### Zu lösende Aufgabe
Schreiben Sie den gegebenen Text über die Förderung von Start-ups in Österreich vollständig und ohne Änderungen ab.

### Gegebener Text
....

Wann fahren Sie ins Silicon Valley?
Ich habe vor, dass ich das nach dem Sommer mache. Jetzt geht es einmal nach London, um die Inkubator-Programme unter die Lupe zu nehmen, die Catapult-Center. Wir wollen ja ein österreichisches Inkubatoren-Programm initiieren. Internationalität und Netzwerke sind dabei das Um und Auf. Deswegen treiben wir eine enge Partnerschaft mit der Startup-Nation Nummer eins im Nahen Osten, Israel, voran.

Wie soll diese Kooperation ablaufen?
Als virtuelles Netzwerk, mit Partnern, die in Wien und in Tel Aviv vertreten sind. Und mit einer wissenschaftlichen Anbindung. Ich halte die Kombination von Wissenschaft, Start-ups und Kapital für sehr wichtig.

Eines ihrer Ziele ist, dass Wien als Start-up-Zentrum größer als Berlin oder London wird. Wie wollen Sie das erreichen?
Die anderen Städte kochen auch nur mit Wasser. Der Vorteil von London liegt nicht im wissenschaftlichen Bereich, der große Vorteil ist ausschließlich das Geld. Wenn man sich unser neues Crowdfunding-Gesetz anschaut, so ist das hoch kompetitiv. Und im Venture Capital Bereich kommt auch Bewegung nach Österreich. Was die Lebensqualität anlangt, liegt Wien vorne – denken Sie an den Verkehr in London, oder die geringere soziale Sicherheit. Bei uns gibt es gerade einen Boom im Forschungsbereich. Mehr und mehr junge Forscher wollen nach Österreich. Und unser Innovationsnetzwerk in die weite Welt ist hervorragend. Die Spin-offs fehlen uns noch. Die Grundvoraussetzungen sind also sehr gut, dass wir das Ziel, gründerfreundlichstes Land in Europa zu werden erreichen können.

....

### Vorliegende Einträge
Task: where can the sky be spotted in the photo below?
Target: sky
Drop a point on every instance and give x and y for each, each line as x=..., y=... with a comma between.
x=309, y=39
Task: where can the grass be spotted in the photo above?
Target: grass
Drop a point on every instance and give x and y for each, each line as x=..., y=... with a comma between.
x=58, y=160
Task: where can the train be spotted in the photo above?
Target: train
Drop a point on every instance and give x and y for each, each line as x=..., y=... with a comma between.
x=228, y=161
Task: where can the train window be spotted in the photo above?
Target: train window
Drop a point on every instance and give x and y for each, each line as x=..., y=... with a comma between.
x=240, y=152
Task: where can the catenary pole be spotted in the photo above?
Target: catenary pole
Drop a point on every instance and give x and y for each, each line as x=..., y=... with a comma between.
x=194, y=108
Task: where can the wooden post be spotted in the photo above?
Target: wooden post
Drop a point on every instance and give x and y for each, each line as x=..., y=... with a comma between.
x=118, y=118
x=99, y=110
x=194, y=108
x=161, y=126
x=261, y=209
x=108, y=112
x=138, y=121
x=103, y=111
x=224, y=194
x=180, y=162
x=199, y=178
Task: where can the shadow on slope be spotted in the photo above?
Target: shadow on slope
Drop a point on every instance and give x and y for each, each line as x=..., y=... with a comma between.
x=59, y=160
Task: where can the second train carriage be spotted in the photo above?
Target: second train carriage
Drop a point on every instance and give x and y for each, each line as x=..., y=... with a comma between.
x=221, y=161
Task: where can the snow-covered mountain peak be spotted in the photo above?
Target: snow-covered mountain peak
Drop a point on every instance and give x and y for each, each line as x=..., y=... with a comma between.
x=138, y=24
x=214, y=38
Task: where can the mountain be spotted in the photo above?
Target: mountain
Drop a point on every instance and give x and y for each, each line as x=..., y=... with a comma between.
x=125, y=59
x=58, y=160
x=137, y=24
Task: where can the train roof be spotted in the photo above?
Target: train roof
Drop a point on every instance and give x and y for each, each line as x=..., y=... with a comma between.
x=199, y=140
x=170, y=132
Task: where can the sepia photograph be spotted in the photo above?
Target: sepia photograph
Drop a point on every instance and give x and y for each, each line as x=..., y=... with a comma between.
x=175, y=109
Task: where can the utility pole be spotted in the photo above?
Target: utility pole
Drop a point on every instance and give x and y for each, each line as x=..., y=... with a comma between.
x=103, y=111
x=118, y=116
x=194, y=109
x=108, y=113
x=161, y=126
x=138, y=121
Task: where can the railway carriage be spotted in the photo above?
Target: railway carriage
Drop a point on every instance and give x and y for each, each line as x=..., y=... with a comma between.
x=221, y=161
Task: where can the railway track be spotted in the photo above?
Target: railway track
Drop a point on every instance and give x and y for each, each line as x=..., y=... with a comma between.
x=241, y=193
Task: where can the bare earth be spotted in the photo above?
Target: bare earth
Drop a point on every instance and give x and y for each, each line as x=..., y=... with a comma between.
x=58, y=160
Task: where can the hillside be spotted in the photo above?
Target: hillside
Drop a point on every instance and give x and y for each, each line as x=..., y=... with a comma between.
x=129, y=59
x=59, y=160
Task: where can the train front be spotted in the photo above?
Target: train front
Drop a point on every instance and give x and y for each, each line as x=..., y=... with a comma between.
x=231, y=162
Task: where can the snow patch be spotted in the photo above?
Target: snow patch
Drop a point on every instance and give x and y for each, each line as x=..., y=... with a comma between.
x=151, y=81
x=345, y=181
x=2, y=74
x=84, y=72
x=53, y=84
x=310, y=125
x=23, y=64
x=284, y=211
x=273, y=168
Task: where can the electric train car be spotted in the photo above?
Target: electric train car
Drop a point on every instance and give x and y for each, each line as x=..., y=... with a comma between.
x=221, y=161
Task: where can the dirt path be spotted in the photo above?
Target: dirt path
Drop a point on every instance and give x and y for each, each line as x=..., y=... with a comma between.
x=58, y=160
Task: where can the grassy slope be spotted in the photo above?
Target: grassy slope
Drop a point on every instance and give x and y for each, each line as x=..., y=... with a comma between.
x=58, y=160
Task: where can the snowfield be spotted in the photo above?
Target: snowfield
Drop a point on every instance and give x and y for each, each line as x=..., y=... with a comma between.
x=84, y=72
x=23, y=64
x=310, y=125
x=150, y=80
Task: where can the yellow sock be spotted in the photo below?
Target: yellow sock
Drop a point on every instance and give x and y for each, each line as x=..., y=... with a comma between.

....

### Antwort zur Aufgabe
Wann fahren Sie ins Silicon Valley?
Ich habe vor, dass ich das nach dem Sommer mache. Jetzt geht es einmal nach London, um die Inkubator-Programme unter die Lupe zu nehmen, die Catapult-Center. Wir wollen ja ein österreichisches Inkubatoren-Programm initiieren. Internationalität und Netzwerke sind dabei das Um und Auf. Deswegen treiben wir eine enge Partnerschaft mit der Startup-Nation Nummer eins im Nahen Osten, Israel, voran.

Wie soll diese Kooperation ablaufen?
Als virtuelles Netzwerk, mit Partnern, die in Wien und in Tel Aviv vertreten sind. Und mit einer wissenschaftlichen Anbindung. Ich halte die Kombination von Wissenschaft, Start-ups und Kapital für sehr wichtig.

Eines ihrer Ziele ist, dass Wien als Start-up-Zentrum größer als Berlin oder London wird. Wie wollen Sie das erreichen?
Die anderen Städte kochen auch nur mit Wasser. Der Vorteil von London liegt nicht im wissenschaftlichen Bereich, der große Vorteil ist ausschließlich das Geld. Wenn man sich unser neues Crowdfunding-Gesetz anschaut, so ist das hoch kompetitiv. Und im Venture Capital Bereich kommt auch Bewegung nach Österreich. Was die Lebensqualität anlangt, liegt Wien vorne – denken Sie an den Verkehr in London, oder die geringere soziale Sicherheit. Bei uns gibt es gerade einen Boom im Forschungsbereich. Mehr und mehr junge Forscher wollen nach Österreich. Und unser Innovationsnetzwerk in die weite Welt ist hervorragend. Die Spin-offs fehlen uns noch. Die Grundvoraussetzungen sind also sehr gut, dass wir das Ziel, gründerfreundlichstes Land in Europa zu werden erreichen können.